> _Enunciado a_
Segundo o texto, quais explicações não podem dar conta do caso narrado? Liste todas.

━━ Texto

Essa “força desconhecida” – diremos nós – é posta em acção
pelos espíritos e a prova disso tem sido obtida tantas vezes que poderíamos
vacilar na escolha diante dos numerosos casos existentes. Aqui está um que
parece responder às exigências da crítica mais rigorosa, não podendo
explicar-se pela sugestão, transmissão do pensamento, nem pelo automatismo
inconsciente ou subliminal, porque nenhuma das pessoas presentes acreditava na
morte do manifestante.
A narrativa vem do senhor A. Rossignon, então secretário da
Inspecção Académica de Rouen, facto que ele publicou no Farol de
Normandia, do mês de maio de 1898. Actualmente Rossignon mora em Tours e a
ele devemos a seguinte narrativa:
“A sessão se realizava à noite, em Rouen, na casa de um
membro do grupo Vauvenargues, o Sr. Justobre, inspector dos impostos.

━━━━
━━ Material fornecido

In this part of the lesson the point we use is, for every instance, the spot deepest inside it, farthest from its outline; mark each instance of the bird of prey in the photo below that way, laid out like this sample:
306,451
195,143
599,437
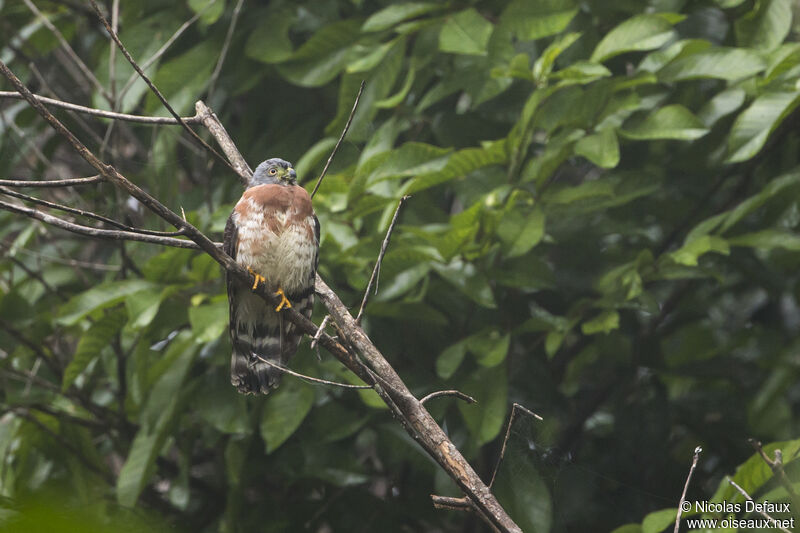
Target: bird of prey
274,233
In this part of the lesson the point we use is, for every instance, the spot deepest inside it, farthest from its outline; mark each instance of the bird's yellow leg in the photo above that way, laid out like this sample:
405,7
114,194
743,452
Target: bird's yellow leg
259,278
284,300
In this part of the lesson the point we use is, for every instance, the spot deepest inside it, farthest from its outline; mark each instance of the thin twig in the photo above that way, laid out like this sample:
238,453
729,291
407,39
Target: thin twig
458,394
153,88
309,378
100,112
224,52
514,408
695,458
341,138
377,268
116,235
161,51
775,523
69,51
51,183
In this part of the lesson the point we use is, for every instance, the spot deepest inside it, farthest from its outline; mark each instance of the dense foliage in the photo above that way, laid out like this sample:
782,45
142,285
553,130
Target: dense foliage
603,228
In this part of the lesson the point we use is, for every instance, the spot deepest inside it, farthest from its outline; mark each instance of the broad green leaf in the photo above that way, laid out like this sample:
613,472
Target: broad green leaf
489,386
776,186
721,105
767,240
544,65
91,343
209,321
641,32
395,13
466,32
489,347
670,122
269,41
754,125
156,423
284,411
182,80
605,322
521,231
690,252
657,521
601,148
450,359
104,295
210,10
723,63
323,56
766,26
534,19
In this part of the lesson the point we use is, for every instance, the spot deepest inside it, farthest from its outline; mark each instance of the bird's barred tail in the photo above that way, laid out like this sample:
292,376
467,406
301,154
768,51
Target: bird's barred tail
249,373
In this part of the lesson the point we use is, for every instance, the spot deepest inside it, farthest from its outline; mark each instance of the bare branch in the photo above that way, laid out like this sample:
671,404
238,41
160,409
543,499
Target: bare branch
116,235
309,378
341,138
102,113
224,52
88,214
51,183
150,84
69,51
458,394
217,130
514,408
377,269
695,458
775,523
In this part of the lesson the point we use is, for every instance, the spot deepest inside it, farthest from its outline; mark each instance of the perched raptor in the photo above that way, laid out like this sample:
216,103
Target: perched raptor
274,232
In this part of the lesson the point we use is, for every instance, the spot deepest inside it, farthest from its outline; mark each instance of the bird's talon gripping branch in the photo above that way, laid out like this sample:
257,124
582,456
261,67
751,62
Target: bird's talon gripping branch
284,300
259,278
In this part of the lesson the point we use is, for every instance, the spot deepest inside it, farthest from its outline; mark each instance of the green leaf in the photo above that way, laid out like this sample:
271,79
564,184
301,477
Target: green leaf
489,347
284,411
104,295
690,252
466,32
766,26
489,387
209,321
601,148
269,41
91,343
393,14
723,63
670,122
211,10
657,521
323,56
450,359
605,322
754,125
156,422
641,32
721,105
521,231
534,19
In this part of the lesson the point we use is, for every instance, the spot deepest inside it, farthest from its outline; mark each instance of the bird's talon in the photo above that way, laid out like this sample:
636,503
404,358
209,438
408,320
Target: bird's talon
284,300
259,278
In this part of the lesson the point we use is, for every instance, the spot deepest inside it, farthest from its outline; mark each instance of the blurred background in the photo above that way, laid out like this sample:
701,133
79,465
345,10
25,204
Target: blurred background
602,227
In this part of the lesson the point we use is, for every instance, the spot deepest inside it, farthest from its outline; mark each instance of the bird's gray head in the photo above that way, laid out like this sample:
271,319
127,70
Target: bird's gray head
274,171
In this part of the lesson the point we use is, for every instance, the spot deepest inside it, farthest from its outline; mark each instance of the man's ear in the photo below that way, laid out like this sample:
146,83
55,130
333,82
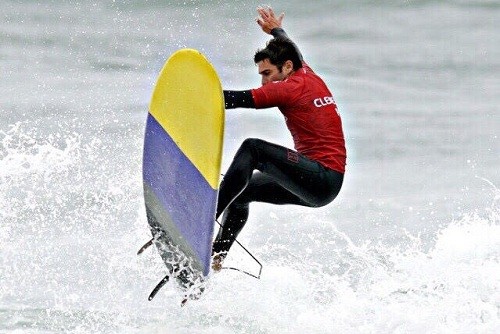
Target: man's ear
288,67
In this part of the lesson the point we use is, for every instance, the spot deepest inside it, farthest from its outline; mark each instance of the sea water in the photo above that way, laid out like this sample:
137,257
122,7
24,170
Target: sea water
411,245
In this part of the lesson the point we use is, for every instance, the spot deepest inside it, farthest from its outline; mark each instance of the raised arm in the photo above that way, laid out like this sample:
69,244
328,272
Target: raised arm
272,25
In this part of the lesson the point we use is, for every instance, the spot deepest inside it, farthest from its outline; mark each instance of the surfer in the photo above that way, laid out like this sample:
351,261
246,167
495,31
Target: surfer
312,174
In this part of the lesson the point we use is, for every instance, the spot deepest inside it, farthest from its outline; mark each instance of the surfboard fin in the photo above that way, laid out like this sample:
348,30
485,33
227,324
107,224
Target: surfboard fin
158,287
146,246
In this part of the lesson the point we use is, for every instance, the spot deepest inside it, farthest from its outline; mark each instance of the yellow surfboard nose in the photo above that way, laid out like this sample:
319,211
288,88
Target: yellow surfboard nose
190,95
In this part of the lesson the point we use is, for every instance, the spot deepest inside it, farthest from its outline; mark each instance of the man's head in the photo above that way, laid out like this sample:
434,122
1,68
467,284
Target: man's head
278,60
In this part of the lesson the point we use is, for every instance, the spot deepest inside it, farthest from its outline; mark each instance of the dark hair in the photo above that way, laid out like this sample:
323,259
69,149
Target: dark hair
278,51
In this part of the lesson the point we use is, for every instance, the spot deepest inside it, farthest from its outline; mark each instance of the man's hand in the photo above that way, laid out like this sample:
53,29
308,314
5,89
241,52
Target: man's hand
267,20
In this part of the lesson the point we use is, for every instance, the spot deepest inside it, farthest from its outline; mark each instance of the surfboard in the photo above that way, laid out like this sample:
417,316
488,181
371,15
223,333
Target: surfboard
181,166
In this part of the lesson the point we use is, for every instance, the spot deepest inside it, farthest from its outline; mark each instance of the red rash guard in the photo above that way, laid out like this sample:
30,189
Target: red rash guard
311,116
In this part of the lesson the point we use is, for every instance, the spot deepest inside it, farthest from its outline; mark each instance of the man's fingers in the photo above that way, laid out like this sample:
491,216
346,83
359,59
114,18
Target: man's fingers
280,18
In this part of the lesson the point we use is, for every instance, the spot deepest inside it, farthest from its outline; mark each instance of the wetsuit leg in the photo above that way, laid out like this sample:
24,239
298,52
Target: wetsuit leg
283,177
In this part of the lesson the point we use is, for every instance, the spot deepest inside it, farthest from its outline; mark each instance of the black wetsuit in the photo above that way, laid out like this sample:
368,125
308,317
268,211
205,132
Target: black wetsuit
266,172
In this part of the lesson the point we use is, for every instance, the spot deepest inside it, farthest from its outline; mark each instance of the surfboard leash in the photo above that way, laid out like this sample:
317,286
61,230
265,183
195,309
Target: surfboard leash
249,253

━━━━
━━ Material fornecido

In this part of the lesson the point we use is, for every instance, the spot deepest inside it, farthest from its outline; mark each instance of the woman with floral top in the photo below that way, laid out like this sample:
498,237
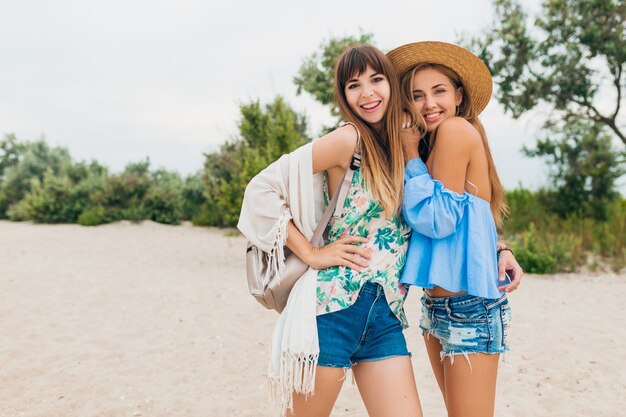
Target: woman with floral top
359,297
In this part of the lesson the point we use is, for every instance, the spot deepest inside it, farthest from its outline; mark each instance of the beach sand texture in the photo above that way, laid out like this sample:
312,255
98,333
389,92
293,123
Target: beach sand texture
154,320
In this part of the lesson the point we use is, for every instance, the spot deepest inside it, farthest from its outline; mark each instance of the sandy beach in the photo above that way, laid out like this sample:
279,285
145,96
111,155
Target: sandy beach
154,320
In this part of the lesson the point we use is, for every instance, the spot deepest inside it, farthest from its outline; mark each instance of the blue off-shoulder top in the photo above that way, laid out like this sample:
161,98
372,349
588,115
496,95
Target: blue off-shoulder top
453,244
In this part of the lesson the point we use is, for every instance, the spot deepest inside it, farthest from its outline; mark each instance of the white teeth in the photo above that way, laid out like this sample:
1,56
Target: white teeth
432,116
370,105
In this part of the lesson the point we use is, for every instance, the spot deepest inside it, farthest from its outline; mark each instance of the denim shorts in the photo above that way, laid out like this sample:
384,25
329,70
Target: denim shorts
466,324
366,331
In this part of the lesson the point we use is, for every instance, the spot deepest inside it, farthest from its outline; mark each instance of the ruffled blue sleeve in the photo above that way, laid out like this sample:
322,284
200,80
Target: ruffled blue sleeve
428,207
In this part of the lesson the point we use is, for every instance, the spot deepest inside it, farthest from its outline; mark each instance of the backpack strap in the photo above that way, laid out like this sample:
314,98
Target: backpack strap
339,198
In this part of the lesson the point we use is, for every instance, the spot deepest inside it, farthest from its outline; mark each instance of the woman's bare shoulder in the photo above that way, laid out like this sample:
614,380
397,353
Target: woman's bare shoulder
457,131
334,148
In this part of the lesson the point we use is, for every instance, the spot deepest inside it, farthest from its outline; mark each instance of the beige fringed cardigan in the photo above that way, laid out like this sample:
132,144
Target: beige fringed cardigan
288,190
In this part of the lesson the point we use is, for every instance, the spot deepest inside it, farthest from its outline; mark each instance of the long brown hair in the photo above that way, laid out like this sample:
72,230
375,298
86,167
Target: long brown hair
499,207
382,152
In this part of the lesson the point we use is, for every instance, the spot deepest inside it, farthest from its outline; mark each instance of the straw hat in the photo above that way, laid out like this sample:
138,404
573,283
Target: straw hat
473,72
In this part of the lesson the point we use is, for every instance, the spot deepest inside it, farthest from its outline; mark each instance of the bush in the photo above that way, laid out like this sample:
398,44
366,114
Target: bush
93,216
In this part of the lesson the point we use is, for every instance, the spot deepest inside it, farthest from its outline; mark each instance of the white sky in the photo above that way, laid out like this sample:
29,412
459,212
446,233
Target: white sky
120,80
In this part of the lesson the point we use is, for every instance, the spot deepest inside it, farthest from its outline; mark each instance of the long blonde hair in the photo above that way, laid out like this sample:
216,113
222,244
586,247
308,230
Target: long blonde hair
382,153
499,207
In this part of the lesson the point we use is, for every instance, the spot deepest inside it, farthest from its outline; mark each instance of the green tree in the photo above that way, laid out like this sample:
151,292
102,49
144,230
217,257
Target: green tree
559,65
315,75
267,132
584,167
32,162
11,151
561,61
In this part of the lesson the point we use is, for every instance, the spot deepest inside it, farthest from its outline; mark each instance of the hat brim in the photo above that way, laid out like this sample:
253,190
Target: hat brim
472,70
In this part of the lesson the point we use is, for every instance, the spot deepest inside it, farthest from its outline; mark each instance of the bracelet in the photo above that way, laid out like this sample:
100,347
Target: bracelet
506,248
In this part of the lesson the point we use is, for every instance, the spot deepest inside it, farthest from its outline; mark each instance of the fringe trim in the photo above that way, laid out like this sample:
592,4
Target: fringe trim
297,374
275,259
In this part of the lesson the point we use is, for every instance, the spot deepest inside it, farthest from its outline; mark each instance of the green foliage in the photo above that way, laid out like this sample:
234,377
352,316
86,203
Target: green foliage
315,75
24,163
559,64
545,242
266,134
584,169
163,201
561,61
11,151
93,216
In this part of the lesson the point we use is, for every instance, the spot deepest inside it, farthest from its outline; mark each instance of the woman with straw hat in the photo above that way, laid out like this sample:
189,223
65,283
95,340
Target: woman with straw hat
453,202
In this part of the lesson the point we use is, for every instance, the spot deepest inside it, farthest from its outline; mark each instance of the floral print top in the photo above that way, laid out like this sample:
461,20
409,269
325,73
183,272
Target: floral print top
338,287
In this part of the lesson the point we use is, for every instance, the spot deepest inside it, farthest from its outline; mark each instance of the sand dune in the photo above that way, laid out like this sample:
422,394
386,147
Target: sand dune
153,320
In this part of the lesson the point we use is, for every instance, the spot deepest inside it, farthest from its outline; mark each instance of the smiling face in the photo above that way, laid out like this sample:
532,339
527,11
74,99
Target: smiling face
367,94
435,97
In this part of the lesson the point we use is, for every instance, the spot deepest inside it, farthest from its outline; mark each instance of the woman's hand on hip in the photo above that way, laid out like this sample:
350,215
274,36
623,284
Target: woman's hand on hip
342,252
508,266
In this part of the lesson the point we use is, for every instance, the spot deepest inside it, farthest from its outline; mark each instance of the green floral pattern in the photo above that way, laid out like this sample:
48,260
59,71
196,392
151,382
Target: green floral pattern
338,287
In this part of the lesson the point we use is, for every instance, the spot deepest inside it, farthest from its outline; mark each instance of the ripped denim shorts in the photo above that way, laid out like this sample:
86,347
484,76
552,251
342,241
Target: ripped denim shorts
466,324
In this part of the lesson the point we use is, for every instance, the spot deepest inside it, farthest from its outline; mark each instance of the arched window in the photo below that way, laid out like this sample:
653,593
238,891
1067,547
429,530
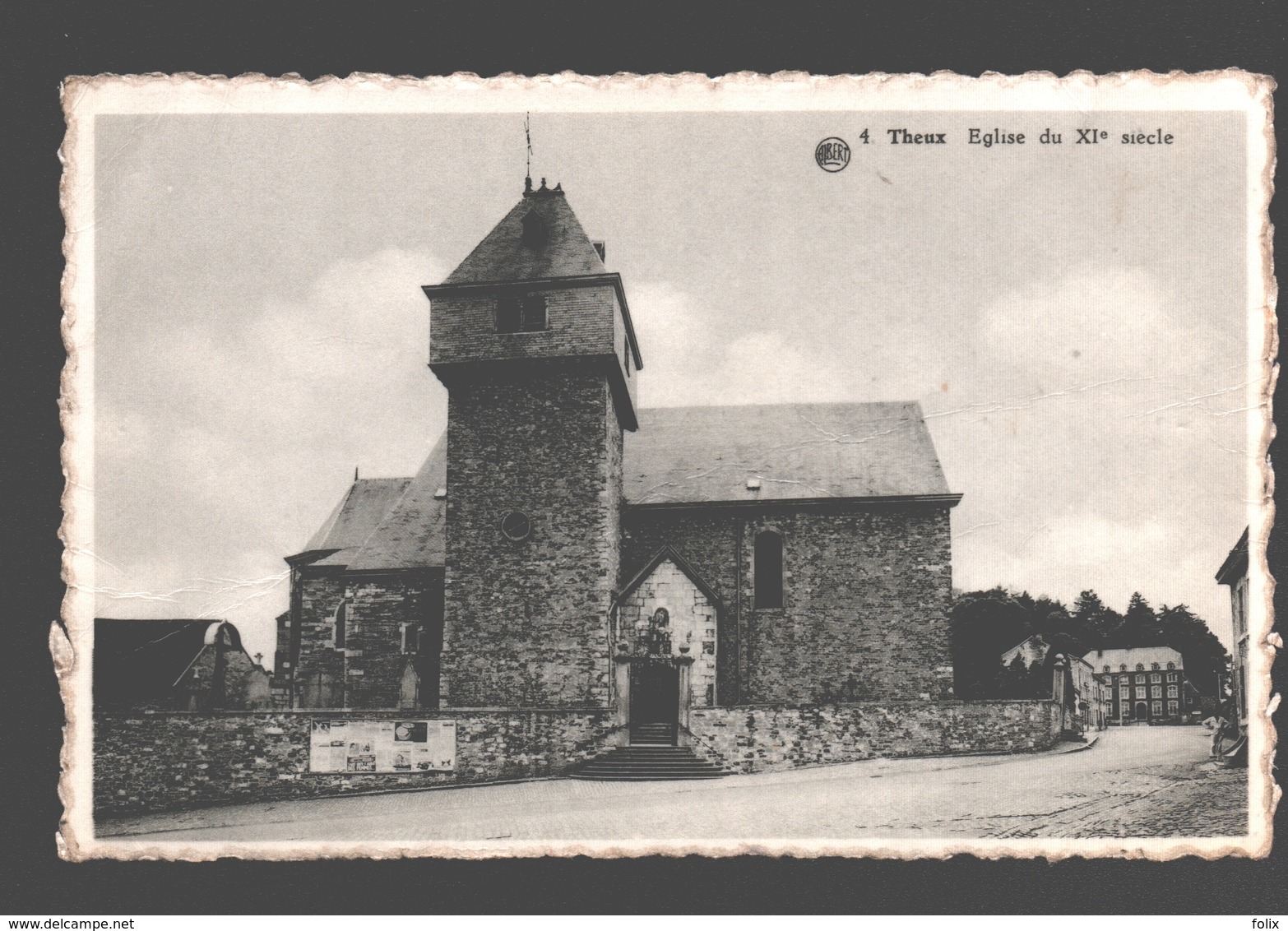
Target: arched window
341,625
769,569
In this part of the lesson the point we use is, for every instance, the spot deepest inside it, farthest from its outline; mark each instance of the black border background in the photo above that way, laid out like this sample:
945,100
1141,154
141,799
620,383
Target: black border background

━━━━

> _Enunciado b_
Quais linhas da listagem contêm a palavra "barred"? Separe e copie cada uma delas.

> _Resposta completa a_
- A sugestão
- A transmissão do pensamento
- O automatismo inconsciente ou subliminal

> _Resposta completa b_
In this part of the lesson the point we use is, for every instance, the spot deepest inside it, farthest from its outline; mark each instance of the bird's barred tail in the photo above that way, laid out like this sample:
Target: bird's barred tail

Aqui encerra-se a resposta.